— start Stored data —

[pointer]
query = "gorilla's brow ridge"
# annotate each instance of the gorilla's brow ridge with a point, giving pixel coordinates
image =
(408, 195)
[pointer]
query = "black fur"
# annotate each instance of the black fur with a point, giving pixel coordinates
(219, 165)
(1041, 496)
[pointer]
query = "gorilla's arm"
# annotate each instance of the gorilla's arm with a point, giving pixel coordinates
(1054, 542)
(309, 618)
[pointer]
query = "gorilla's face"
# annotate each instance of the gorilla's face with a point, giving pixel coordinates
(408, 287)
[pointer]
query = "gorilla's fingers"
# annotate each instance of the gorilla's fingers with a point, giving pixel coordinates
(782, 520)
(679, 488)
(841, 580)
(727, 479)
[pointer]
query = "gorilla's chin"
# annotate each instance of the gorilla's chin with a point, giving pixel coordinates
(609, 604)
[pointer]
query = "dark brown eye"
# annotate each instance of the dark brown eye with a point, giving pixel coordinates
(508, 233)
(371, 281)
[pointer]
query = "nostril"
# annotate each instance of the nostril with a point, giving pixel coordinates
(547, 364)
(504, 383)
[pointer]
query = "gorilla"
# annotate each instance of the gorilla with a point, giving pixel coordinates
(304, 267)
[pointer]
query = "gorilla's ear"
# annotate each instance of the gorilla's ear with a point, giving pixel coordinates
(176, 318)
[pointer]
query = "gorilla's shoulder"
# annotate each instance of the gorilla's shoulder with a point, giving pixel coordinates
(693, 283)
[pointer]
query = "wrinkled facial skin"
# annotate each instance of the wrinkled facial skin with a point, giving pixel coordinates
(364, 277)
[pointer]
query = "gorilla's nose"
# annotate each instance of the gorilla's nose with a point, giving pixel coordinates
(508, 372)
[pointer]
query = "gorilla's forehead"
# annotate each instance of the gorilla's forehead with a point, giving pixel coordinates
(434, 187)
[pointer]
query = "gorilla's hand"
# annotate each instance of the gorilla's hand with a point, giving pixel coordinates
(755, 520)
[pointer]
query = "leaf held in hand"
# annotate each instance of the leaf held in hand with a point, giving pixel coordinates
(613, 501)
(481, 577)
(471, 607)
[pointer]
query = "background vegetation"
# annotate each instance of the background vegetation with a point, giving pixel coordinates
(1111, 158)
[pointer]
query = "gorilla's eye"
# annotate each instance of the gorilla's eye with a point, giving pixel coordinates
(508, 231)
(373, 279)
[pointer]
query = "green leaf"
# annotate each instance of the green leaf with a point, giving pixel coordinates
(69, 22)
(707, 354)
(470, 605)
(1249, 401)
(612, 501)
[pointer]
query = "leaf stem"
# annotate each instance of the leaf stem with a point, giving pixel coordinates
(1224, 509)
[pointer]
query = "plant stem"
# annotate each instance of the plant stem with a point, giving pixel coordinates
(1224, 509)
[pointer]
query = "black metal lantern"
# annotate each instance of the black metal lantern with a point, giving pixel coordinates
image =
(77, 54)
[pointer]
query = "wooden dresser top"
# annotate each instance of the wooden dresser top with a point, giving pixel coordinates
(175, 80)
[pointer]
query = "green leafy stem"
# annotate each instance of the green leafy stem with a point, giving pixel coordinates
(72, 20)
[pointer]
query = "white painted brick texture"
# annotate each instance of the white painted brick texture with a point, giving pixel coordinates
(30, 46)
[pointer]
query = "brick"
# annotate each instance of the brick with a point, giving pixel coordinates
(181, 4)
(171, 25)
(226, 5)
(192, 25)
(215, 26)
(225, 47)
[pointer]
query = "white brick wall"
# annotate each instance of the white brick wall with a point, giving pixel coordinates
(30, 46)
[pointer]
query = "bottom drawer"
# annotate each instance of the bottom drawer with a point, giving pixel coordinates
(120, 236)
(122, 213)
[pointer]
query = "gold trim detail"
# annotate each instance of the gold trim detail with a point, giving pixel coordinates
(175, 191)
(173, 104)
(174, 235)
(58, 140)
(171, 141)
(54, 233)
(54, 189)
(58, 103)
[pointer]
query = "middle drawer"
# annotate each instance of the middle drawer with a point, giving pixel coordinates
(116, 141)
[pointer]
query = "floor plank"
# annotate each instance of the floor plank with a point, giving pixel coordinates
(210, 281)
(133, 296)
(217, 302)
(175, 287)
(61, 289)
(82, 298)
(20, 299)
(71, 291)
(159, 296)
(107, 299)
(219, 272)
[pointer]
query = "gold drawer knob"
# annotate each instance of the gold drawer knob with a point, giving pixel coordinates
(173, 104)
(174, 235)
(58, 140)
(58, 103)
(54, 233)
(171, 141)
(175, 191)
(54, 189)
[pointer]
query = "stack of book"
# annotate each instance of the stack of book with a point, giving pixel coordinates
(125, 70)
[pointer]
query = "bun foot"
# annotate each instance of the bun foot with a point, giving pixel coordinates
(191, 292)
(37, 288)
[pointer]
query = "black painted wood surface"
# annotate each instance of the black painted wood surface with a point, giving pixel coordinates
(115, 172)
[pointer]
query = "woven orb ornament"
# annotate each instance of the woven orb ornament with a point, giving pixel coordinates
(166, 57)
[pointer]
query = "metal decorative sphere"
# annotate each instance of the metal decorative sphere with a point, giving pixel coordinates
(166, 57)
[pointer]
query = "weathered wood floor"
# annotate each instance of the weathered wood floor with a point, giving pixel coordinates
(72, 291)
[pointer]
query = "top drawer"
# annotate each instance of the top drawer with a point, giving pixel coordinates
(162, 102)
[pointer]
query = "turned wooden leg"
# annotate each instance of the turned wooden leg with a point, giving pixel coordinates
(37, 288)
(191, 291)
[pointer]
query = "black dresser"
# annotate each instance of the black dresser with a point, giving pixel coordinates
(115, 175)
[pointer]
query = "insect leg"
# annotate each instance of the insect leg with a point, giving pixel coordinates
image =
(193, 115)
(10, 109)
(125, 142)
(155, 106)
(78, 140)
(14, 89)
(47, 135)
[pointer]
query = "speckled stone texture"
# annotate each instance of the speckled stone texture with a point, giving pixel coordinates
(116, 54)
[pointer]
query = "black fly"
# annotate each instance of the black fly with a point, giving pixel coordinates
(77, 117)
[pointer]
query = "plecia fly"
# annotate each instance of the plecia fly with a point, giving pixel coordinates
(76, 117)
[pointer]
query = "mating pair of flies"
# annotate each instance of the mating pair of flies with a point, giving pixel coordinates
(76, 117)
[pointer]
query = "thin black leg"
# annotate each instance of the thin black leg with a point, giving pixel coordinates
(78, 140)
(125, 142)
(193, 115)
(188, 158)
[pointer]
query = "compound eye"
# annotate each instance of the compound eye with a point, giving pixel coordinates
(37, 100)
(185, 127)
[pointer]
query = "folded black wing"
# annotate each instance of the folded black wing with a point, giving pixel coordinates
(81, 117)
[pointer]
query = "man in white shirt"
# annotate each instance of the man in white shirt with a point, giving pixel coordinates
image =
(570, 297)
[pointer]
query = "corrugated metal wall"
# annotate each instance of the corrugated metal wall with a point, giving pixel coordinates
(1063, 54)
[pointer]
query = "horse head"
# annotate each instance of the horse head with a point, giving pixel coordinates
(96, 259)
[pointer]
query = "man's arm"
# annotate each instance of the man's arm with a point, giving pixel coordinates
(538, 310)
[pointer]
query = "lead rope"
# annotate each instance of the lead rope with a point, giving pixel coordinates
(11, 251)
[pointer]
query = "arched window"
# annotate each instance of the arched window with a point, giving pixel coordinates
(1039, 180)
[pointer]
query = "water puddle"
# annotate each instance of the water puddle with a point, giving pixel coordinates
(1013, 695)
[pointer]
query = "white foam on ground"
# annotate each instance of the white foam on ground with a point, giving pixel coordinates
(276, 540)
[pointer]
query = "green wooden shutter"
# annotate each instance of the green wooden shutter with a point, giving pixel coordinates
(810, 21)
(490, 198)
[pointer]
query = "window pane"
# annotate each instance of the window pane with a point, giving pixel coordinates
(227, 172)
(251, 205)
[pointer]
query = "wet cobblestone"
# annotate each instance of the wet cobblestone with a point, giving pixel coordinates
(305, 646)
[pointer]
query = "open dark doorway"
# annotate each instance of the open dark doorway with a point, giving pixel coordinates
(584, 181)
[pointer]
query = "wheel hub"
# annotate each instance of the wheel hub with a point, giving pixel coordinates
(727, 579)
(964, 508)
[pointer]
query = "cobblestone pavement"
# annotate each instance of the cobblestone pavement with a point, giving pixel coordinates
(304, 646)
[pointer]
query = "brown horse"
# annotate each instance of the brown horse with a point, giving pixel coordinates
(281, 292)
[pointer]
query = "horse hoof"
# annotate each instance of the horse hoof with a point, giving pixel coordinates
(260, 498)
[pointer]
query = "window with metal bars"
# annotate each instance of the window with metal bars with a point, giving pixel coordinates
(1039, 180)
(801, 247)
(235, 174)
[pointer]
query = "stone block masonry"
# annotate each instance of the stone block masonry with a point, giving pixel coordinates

— end Stored data —

-- What you have to do --
Show each line in the entries above that contains the word "insect", treating uppercase and lowercase as different.

-- Solution to this problem --
query = "insect leg"
# annotate each instance of the insect leg with a point, giving pixel coordinates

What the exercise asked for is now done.